> _JOB_
Rewrite the records starting at the line that contains "the bus roof" and ending at the end of the records, replacing "support column" with "structural column" and leaving everything else unchanged.

[Excerpts from a point labeling dataset]
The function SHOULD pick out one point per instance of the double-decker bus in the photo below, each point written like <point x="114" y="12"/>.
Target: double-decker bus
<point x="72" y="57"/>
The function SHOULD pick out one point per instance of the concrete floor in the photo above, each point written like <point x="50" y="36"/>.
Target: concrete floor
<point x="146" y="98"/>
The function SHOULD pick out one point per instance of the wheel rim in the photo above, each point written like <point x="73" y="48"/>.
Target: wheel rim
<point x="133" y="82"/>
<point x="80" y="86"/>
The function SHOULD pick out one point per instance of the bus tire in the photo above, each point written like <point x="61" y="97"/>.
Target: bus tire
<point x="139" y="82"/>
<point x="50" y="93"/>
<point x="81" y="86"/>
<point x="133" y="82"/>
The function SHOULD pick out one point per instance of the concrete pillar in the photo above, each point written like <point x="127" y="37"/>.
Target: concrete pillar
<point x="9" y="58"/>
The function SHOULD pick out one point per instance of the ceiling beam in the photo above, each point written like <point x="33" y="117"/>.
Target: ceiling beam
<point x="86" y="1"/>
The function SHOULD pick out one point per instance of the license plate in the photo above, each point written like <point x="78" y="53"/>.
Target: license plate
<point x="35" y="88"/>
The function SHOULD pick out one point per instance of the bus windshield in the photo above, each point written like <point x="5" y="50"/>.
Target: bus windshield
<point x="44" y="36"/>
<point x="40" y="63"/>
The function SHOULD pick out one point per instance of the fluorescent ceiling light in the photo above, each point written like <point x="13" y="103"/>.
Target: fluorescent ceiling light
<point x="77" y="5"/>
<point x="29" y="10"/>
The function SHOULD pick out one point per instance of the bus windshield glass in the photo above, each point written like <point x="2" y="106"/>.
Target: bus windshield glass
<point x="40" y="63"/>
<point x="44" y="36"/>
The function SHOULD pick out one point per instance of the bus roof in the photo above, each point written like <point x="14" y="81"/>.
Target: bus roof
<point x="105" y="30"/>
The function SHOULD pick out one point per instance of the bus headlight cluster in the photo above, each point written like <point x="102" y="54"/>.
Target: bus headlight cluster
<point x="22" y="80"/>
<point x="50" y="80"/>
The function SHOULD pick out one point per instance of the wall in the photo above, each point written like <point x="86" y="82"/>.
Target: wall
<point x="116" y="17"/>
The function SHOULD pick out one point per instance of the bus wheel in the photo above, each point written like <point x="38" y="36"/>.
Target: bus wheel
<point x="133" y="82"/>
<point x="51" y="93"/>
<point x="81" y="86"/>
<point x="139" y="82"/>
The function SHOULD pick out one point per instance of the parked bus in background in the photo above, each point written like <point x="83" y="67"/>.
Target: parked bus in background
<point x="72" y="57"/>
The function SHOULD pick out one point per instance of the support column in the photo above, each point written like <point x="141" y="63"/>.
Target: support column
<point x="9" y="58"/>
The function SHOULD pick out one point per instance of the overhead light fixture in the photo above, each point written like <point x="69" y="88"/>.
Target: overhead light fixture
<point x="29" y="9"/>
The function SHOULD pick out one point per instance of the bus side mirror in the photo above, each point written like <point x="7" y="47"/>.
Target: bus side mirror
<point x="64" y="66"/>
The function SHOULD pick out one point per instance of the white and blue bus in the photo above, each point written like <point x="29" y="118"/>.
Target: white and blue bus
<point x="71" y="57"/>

> _FINISHED ANSWER_
The function SHOULD pick out one point per instance of the bus roof in the photo above, each point written like <point x="14" y="81"/>.
Target: bus roof
<point x="105" y="30"/>
The function SHOULD pick out one point per instance of the bus headlight cluster in the photo above, each point written like <point x="102" y="54"/>.
Target: bus headlight cluster
<point x="22" y="80"/>
<point x="50" y="80"/>
The function SHOULD pick out one point per instance of the wall in the photo above, each point written like <point x="86" y="82"/>.
Target: wall
<point x="116" y="17"/>
The function SHOULD pick out one point per instance of the bus wheel in the photo above, each point written like <point x="38" y="36"/>.
Target: bus wheel
<point x="133" y="82"/>
<point x="51" y="93"/>
<point x="81" y="86"/>
<point x="139" y="82"/>
The function SHOULD pick out one point per instance of the parked bus in background in the photo above, each point written like <point x="83" y="67"/>.
Target: parked bus in background
<point x="72" y="57"/>
The function SHOULD pick out one point per instance of the structural column in the photo above, each point written like <point x="141" y="63"/>.
Target: structural column
<point x="9" y="58"/>
The function SHOULD pick out one point per instance of the overhead light fixture in the photo above, each point written like <point x="69" y="88"/>.
Target: overhead light fixture
<point x="29" y="9"/>
The function SHOULD pick out one point per instance of the bus side mirror in the photo above, each point written like <point x="7" y="47"/>.
Target: bus side mirror
<point x="64" y="66"/>
The function SHOULD pick out one point per instance of the white and blue bus in the photo above, each point written like <point x="29" y="118"/>.
Target: white and blue bus
<point x="71" y="57"/>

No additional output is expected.